# start of Data listing
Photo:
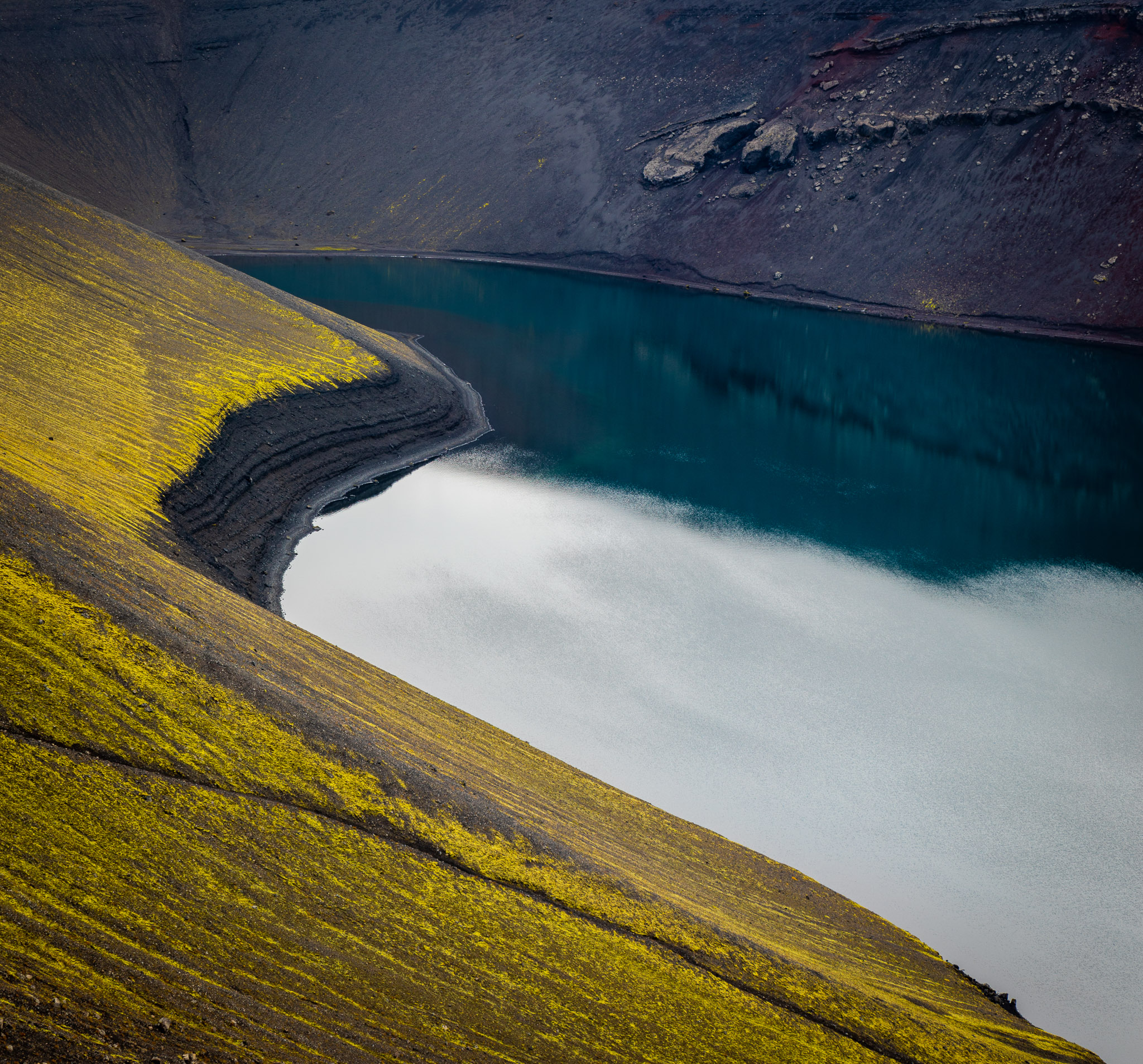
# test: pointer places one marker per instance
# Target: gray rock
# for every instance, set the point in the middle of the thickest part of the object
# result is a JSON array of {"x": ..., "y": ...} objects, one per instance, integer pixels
[
  {"x": 821, "y": 133},
  {"x": 774, "y": 147},
  {"x": 877, "y": 127},
  {"x": 918, "y": 124},
  {"x": 693, "y": 150}
]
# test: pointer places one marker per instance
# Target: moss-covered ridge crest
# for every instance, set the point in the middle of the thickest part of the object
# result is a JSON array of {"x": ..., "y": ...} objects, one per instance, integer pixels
[{"x": 217, "y": 817}]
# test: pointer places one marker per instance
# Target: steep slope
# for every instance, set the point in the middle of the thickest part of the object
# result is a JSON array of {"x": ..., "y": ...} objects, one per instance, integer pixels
[
  {"x": 228, "y": 838},
  {"x": 940, "y": 161}
]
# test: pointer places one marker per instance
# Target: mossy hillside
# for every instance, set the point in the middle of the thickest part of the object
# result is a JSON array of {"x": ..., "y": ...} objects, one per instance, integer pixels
[
  {"x": 123, "y": 355},
  {"x": 332, "y": 944},
  {"x": 155, "y": 669},
  {"x": 78, "y": 678}
]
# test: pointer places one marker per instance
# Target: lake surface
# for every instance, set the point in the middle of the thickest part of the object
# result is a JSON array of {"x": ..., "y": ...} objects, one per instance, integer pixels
[{"x": 862, "y": 596}]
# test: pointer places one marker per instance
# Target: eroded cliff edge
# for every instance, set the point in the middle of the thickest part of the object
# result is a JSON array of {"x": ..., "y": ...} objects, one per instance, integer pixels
[{"x": 968, "y": 161}]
# end of Data listing
Take the listing above and print it exactly, apart from the pictures.

• Task response:
Photo:
# test: pointer places one marker per instance
# Target: gray rock
# for every instance, set the point in the middle of the thickest part of the object
# result is a JSON array of {"x": ..., "y": ...} objects, one per instance, integer pixels
[
  {"x": 821, "y": 133},
  {"x": 774, "y": 147},
  {"x": 877, "y": 127},
  {"x": 918, "y": 124},
  {"x": 693, "y": 150}
]
# test: pointer places one marker per instance
# Target: moss-covered ridge crest
# for every instance, set the point in the middle of the thickest part of the object
# result is a JSON array of {"x": ..., "y": ...} objects, one per instance, integer pixels
[{"x": 217, "y": 817}]
# test: pointer places one marker per instance
# Target: steep slope
# for every instance, set the point in the middle of the thickest part of the object
# result is a JSON array of {"x": ..., "y": ...} objects, one per instance, integer pixels
[
  {"x": 228, "y": 838},
  {"x": 940, "y": 161}
]
# test: pointer places one marker per instance
# Target: mossy hillside
# for every instance, set the point in the middle of the thickest part of the object
# result is a JSON array of {"x": ..., "y": ...} objects, one per instance, integer pixels
[
  {"x": 123, "y": 355},
  {"x": 332, "y": 944},
  {"x": 155, "y": 669},
  {"x": 78, "y": 678}
]
# test: pointer places one marker per instance
# Target: lake surface
# for every instance, set the point in the middle of the thickest part of the object
# result is a JSON array of {"x": ..., "y": ...} objects, one per instance, integer pixels
[{"x": 862, "y": 596}]
# test: pointer places one marker per instance
# Target: eroded cliff edge
# for every instance, set the point in the middle of the thickest part of the object
# result is a JSON array of {"x": ..., "y": ...} objects, one per instance, integer pixels
[{"x": 968, "y": 161}]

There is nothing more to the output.